The COVID-19 pandemic has not been kind to Walt Disney (NYSE:DIS). The House of Mouse had to close all of its theme parks, the cruise ships are anchored and empty, and silver screens are dark in theaters around the world. The second-quarter report that was posted this week was a mixed bag, Disney's dividend policy has been paused, and even the company's credit rating has taken a hit.
That's a lot of pain, all at once. Disney is certainly in for a bumpy ride in the months and quarters ahead, and the coronavirus crisis will change the company's business model forever in many subtle ways.
But the worst thing you can do as a Disney investor is to throw in the towel, hit the "sell" button with an oversized rubber mallet, and ride off into the sunset to the tune of "Into the Unknown." Disney's end credits are not coming up next, and it would be a crying shame to cash in your shares at today's low prices, only to watch it crush the market for decades to come.
What makes Disney tick?
Try to name another company that can match Disney's incredible portfolio of characters, storylines, and fictional worlds. I'll wait. There simply isn't a match for this valuable business asset, nowhere on the planet. Nearly all of the company's operations are ultimately based on this unique moat, with the exception of live sports and other TV-oriented content under the umbrellas of ESPN and ABC.
As long as that fundamental piece of Disney's business soul remains, the company will survive any challenge this crazy world might pose. The details might change. Disney may have to shift its focus away from theme parks and movie theaters, allowing newfangled alternatives such as the Disney+ streaming service to take over.
That's already happening in some small ways, actually. Disney accelerated the release windows for several movies as the coronavirus shut down theaters, giving Disney+ early access to several silver-screen titles. Artemis Fowl will skip the theater circuit altogether, making its premiere directly on Disney+ in June. The service is off to a running start, boasting 54.5 million subscribers this week after launching less than six months ago.

────

• _Activities_:
1. Answer these from the article on Disney:
(a) What has happened to Disney's dividend policy?
(b) Which parts of Disney's operations are named as exceptions to its reliance on its portfolio of characters, storylines, and fictional worlds?
(c) How many subscribers did Disney+ have this week?
2. Extend the article on Disney, picking up after its last sentence.

────

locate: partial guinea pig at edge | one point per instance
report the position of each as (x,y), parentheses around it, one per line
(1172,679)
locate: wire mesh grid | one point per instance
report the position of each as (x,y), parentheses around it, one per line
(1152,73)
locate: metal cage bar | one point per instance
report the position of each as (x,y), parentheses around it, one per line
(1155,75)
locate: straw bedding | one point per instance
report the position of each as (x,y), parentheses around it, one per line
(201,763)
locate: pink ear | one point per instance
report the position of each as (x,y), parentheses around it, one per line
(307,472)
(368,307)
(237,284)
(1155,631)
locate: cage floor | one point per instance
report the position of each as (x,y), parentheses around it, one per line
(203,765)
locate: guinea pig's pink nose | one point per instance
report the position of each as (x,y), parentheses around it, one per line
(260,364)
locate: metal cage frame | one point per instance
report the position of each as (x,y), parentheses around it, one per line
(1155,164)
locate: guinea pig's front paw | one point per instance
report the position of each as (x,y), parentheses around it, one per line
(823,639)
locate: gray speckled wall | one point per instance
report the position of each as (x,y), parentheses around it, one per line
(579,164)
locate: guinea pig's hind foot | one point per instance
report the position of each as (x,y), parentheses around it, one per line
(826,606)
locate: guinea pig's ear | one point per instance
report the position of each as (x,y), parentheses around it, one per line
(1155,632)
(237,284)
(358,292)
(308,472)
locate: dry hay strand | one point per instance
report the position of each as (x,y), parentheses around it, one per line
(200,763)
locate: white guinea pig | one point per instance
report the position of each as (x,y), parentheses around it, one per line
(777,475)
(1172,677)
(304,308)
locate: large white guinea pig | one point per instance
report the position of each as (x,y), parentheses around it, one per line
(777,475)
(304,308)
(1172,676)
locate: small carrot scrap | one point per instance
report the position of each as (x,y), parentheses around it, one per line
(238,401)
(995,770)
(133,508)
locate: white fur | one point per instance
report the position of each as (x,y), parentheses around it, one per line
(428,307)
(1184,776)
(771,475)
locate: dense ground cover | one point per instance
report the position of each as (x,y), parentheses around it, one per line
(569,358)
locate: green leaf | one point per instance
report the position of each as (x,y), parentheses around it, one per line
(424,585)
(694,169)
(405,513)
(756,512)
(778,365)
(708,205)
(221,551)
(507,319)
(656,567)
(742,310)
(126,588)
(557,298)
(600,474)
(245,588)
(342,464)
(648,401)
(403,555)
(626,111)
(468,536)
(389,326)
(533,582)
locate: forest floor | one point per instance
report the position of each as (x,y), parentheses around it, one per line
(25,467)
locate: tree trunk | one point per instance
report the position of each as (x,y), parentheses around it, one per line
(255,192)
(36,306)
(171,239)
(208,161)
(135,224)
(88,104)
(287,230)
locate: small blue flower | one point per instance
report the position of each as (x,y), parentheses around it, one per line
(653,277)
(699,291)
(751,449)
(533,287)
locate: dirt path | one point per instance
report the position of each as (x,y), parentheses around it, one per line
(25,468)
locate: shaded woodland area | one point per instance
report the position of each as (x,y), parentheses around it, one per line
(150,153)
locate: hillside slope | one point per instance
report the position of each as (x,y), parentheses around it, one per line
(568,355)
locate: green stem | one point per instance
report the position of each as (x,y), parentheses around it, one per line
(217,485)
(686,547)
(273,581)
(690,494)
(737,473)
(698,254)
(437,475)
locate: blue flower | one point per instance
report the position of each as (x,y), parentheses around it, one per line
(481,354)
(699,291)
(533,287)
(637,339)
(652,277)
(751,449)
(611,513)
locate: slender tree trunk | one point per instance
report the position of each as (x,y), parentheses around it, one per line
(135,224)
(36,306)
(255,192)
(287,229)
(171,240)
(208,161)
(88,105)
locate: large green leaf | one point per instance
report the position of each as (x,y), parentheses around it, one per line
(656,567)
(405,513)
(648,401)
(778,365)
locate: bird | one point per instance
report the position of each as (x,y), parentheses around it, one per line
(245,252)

────

• _Responses_:
1.
(a) It has been paused.
(b) Live sports and other TV-oriented content under the umbrellas of ESPN and ABC.
(c) 54.5 million.

2.
And if Disney+ isn't the final answer to the company's coronavirus problems, I trust the management team to make difficult decisions and steer the business in whatever direction it needs to go next. In the meantime, Disney is reducing its variable costs and pausing its dividend payouts, while the balance sheet holds $14.4 billion in cash equivalents and another $17.3 billion in untapped credit facilities. It would take a lot to topple this house of cash, especially since Disney managed to produce positive cash flows even in the difficult second quarter.
Long story short, Disney will make it through this difficult period and get right back to cash-generating business when the COVID-19 health crisis is gone. Things may be different at that point, but Disney will change along with the times -- and often lead the charge into whatever new innovations we'll see next.
The upshot: You should be buying Disney stock today
Meanwhile, Disney's stock has fallen 32% below November's all-time highs. Sure, the company is riding down a rocky road full of short-term potholes, but it's still a fantastic investment in the long term.
"In the short run, the market is a voting machine but in the long run, it is a weighing machine," as master investor Benjamin Graham once wrote. Even great companies will see their stocks take crazy turns from time to time but the true value of a fantastic business will settle the market value in the end. Disney is navigating through some troubled waters in 2020 but this, too, shall pass. Smart investors will hold on to their Disney shares and real geniuses are going to pick up some more shares at deeply discounted prices.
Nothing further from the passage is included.